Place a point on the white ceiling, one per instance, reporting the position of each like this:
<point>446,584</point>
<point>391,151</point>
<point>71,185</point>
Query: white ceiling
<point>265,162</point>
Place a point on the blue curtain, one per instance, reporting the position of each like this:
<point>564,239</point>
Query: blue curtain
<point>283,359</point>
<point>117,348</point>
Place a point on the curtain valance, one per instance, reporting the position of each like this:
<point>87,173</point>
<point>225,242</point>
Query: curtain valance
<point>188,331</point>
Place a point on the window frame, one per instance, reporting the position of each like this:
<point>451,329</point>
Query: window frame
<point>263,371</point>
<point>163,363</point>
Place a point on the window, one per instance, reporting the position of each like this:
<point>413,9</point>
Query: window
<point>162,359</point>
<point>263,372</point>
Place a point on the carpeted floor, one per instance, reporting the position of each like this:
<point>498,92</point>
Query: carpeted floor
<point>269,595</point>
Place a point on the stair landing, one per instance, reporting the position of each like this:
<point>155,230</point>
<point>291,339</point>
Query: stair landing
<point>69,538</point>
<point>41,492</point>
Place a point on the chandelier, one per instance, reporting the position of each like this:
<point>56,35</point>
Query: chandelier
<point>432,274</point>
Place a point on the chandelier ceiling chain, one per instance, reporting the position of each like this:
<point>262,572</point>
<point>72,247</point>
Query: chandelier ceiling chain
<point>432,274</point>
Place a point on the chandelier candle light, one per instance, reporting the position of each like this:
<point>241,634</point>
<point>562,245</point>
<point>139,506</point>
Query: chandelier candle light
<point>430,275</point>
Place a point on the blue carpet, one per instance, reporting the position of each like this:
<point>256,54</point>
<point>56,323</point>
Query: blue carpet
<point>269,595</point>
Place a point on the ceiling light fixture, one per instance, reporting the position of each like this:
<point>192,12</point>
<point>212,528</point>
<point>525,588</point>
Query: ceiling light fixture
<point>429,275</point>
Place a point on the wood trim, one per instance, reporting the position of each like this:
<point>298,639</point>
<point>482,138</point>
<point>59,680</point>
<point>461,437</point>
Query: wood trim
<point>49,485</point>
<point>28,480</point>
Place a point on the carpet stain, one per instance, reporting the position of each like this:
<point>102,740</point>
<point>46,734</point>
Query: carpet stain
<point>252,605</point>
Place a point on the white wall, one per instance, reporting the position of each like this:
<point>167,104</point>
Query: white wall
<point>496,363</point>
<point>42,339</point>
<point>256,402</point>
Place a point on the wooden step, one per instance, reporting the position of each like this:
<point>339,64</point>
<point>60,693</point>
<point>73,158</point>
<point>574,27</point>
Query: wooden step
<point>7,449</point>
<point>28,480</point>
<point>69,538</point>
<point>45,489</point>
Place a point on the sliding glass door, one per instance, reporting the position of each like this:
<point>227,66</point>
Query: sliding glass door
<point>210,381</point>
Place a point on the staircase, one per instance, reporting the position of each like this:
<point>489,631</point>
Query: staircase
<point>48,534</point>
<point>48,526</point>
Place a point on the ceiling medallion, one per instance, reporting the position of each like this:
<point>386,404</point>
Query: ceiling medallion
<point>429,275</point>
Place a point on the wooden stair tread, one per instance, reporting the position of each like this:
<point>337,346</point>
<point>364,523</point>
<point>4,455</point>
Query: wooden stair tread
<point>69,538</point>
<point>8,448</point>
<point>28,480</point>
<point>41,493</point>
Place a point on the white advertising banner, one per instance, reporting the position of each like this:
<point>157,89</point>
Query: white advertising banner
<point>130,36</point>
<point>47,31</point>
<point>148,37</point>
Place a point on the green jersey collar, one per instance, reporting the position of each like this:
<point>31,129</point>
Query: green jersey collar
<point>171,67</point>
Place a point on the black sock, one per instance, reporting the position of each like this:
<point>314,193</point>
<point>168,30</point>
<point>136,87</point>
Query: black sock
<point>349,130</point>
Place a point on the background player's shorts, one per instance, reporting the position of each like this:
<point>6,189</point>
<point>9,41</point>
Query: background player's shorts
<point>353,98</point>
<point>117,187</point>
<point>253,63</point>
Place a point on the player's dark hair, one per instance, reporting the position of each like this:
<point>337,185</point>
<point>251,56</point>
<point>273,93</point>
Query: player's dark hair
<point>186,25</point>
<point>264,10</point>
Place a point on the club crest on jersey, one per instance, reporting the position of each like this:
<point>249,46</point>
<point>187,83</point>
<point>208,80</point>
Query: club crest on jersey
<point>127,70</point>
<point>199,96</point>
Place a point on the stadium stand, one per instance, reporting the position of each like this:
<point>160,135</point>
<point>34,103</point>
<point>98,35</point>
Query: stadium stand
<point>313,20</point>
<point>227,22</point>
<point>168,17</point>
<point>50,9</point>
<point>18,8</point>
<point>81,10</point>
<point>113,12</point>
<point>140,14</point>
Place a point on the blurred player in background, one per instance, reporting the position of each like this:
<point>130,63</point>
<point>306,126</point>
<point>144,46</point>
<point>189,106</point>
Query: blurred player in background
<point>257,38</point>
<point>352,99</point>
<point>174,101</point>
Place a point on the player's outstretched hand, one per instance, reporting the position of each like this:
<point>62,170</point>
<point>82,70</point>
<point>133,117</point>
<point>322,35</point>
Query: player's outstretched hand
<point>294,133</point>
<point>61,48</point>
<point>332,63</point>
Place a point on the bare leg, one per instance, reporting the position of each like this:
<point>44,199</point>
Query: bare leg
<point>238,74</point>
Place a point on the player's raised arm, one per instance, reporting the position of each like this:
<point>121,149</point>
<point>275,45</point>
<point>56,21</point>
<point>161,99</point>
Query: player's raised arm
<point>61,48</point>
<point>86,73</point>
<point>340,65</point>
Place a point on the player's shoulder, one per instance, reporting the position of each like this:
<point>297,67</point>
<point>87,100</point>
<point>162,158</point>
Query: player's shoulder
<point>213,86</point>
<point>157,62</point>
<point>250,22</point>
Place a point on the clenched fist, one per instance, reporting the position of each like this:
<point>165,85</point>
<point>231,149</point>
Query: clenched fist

======

PROBLEM TO SOLVE: Copy all the rows above word for word, leaving nothing out.

CORRECT RESPONSE:
Place a point on the white ceiling, one per instance, reporting the position of each like this:
<point>446,584</point>
<point>391,151</point>
<point>71,185</point>
Query: white ceiling
<point>265,162</point>
Place a point on the blue curtain, one per instance, reporting the position of each like this:
<point>564,239</point>
Query: blue curtain
<point>283,359</point>
<point>117,348</point>
Place a point on the curtain valance, one per instance, reporting the position of each like this:
<point>87,173</point>
<point>225,242</point>
Query: curtain valance
<point>188,331</point>
Place a point on the window frame, one per instance, reporting the position of each like this:
<point>451,329</point>
Query: window frame
<point>263,371</point>
<point>163,363</point>
Place a point on the window, one per instance, reporting the position of each like this:
<point>413,9</point>
Query: window
<point>162,359</point>
<point>263,372</point>
Place a point on the carpeted floor, one per instance, reporting the position of each like this:
<point>498,92</point>
Query: carpeted floor
<point>269,595</point>
Place a point on the stair landing, one per instance, reporting the position of each like this:
<point>155,230</point>
<point>291,339</point>
Query: stair landing
<point>69,538</point>
<point>41,492</point>
Place a point on the chandelier, one per instance, reporting the position of each like this:
<point>56,35</point>
Query: chandelier
<point>432,274</point>
Place a point on the chandelier ceiling chain, one per instance, reporting the position of each like this:
<point>262,572</point>
<point>72,247</point>
Query: chandelier ceiling chain
<point>432,274</point>
Place a point on the chandelier candle light, one per instance, reporting the position of each like this:
<point>241,634</point>
<point>562,245</point>
<point>139,506</point>
Query: chandelier candle light
<point>430,275</point>
Place a point on the blue carpet, one per instance, reporting the position of each like this:
<point>256,54</point>
<point>56,323</point>
Query: blue carpet
<point>269,595</point>
Place a point on the ceiling light fixture, one per instance, reporting the position of each like this:
<point>192,12</point>
<point>212,528</point>
<point>525,588</point>
Query: ceiling light fixture
<point>429,275</point>
Place a point on the wood trim, one per instance, reporting the position of each like this:
<point>298,639</point>
<point>482,138</point>
<point>59,680</point>
<point>461,437</point>
Query: wood trim
<point>49,485</point>
<point>28,480</point>
Place a point on the carpet stain, one per instance, reporting the position of each like this:
<point>102,740</point>
<point>46,734</point>
Query: carpet stain
<point>252,605</point>
Place a point on the white wall, one per instance, reporting the position of each like this:
<point>167,104</point>
Query: white wall
<point>496,363</point>
<point>42,339</point>
<point>256,402</point>
Place a point on the wooden step, one per instance, reporting the position of each like this:
<point>339,64</point>
<point>60,693</point>
<point>73,158</point>
<point>574,27</point>
Query: wooden step
<point>7,449</point>
<point>28,480</point>
<point>69,538</point>
<point>45,489</point>
Place a point on the sliding glass door, one per instance, reporting the position of each like this:
<point>227,66</point>
Query: sliding glass door
<point>210,381</point>
Place a point on the staircase, one per instance, reporting the position of each like this:
<point>489,631</point>
Query: staircase
<point>48,534</point>
<point>48,526</point>
Place a point on the ceiling medallion, one per instance, reporting the position of each like this:
<point>386,404</point>
Query: ceiling medallion
<point>429,275</point>
Place a point on the wooden stair tread, one per instance, reporting the position of each like this:
<point>337,346</point>
<point>364,523</point>
<point>4,455</point>
Query: wooden stair tread
<point>69,538</point>
<point>8,448</point>
<point>28,480</point>
<point>41,493</point>
Place a point on the white advertising banner, one per instance, reporting the position of each like this:
<point>157,89</point>
Query: white advertising banner
<point>130,36</point>
<point>47,31</point>
<point>148,37</point>
Place a point on the green jersey collar, one per instance, reporting the position of each like this:
<point>31,129</point>
Query: green jersey collar
<point>171,67</point>
Place a point on the black sock, one per instance, reporting the position of each like this:
<point>314,193</point>
<point>168,30</point>
<point>136,87</point>
Query: black sock
<point>349,130</point>
Place a point on the background player's shorts, one per instance, reporting the position of each like this:
<point>6,189</point>
<point>9,41</point>
Query: background player's shorts
<point>353,98</point>
<point>117,187</point>
<point>253,63</point>
Place a point on the player's dark hair, one per instance, reporting the position of each like this:
<point>337,185</point>
<point>251,56</point>
<point>273,93</point>
Query: player's dark hair
<point>186,25</point>
<point>264,10</point>
Place a point on the club crest on jersey, one per instance, reporting the position of each like this:
<point>249,46</point>
<point>187,83</point>
<point>208,80</point>
Query: club crest on jersey
<point>127,70</point>
<point>199,96</point>
Place a point on the stadium stand, one per instance, reporting the position of each like this:
<point>160,135</point>
<point>34,103</point>
<point>98,35</point>
Query: stadium stand
<point>313,20</point>
<point>227,22</point>
<point>168,17</point>
<point>50,9</point>
<point>18,8</point>
<point>81,10</point>
<point>113,12</point>
<point>140,14</point>
Place a point on the blurred player in background, one per instance, reporting the position of each like this:
<point>130,63</point>
<point>306,126</point>
<point>144,46</point>
<point>189,106</point>
Query: blurred player in background
<point>257,38</point>
<point>352,99</point>
<point>174,101</point>
Place a point on the player's outstretched hand, one per instance, reporting the position of each like this:
<point>62,170</point>
<point>82,70</point>
<point>133,117</point>
<point>322,35</point>
Query: player's outstretched hand
<point>294,133</point>
<point>61,48</point>
<point>332,63</point>
Place a point on the bare leg, one per instance, reporting the position of each like this:
<point>44,199</point>
Query: bare leg
<point>238,74</point>
Place a point on the player's raised arm, one per instance, reporting the position of each like this:
<point>121,149</point>
<point>275,45</point>
<point>56,21</point>
<point>161,99</point>
Query: player's raised arm
<point>61,48</point>
<point>86,73</point>
<point>340,65</point>
Place a point on the player's shoulder, one per instance, reporting the position of each like this:
<point>297,67</point>
<point>87,100</point>
<point>162,158</point>
Query: player's shoulder
<point>213,86</point>
<point>157,62</point>
<point>250,22</point>
Place a point on the clenched fist, one per instance, reporting the position of each like this:
<point>165,85</point>
<point>231,149</point>
Query: clenched fist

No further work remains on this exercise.